Violence had been widely feared at what was the second demonstration by Hazaras over the power line issue. The last one in May attracted tens of thousands of people, also shutting down the central business district.

The May march was attended by Hazara political leaders, who were notable by their absence on Saturday.

At the height of the march, demonstrators chanted slogans against the president and Chief Executive Abdullah Abdullah, shouting "death to discrimination" and "all Afghans are equal."

The so-called TUTAP power line is backed by the Asian Development Bank with involvement of Turkmenistan, Uzbekistan, Tajikistan, Afghanistan and Pakistan. The original plan routed the line through Bamiyan province, in the central highlands, where most of the country's Hazaras live.

- - - -

**Exercise set**.
• 1. Please write out the part of the Hazara march passage starting at "The May march" and ending at "country's Hazaras live.".
• 2. According to the Hazara march passage, which province did the original plan route the TUTAP power line through?

**Information**.
- - - -

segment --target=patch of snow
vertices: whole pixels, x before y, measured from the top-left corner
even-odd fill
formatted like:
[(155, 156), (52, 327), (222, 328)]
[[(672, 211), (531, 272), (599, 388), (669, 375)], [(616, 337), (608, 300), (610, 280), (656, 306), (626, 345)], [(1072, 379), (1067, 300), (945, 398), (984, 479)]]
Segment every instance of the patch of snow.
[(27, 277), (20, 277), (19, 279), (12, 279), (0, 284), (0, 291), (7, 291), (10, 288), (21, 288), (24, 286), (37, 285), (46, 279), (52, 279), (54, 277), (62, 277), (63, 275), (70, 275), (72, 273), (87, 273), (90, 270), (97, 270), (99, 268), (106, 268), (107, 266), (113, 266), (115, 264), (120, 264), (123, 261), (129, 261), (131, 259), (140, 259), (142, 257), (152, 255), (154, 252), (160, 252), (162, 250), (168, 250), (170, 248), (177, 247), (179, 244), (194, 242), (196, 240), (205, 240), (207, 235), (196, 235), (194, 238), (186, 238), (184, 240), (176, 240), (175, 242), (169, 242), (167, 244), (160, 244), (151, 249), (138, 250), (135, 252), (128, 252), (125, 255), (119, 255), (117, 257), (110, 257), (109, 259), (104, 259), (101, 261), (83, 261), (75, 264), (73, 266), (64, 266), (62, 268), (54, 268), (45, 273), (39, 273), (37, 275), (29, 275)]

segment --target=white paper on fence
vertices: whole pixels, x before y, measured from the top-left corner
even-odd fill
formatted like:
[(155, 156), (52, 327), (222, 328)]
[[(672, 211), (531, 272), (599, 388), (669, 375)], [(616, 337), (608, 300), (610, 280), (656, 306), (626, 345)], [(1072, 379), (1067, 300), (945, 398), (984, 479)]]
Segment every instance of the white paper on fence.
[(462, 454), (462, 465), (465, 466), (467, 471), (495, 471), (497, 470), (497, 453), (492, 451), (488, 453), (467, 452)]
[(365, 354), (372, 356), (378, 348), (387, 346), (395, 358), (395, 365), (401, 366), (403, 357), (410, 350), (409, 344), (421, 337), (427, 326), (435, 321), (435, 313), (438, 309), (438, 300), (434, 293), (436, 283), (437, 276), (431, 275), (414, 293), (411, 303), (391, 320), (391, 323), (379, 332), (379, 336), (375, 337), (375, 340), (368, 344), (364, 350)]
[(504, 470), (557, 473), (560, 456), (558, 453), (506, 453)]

- - - -

**Answers to the exercises**.
• 1.
The May march was attended by Hazara political leaders, who were notable by their absence on Saturday.

At the height of the march, demonstrators chanted slogans against the president and Chief Executive Abdullah Abdullah, shouting "death to discrimination" and "all Afghans are equal."

The so-called TUTAP power line is backed by the Asian Development Bank with involvement of Turkmenistan, Uzbekistan, Tajikistan, Afghanistan and Pakistan. The original plan routed the line through Bamiyan province, in the central highlands, where most of the country's Hazaras live.

• 2. Bamiyan province, in the central highlands.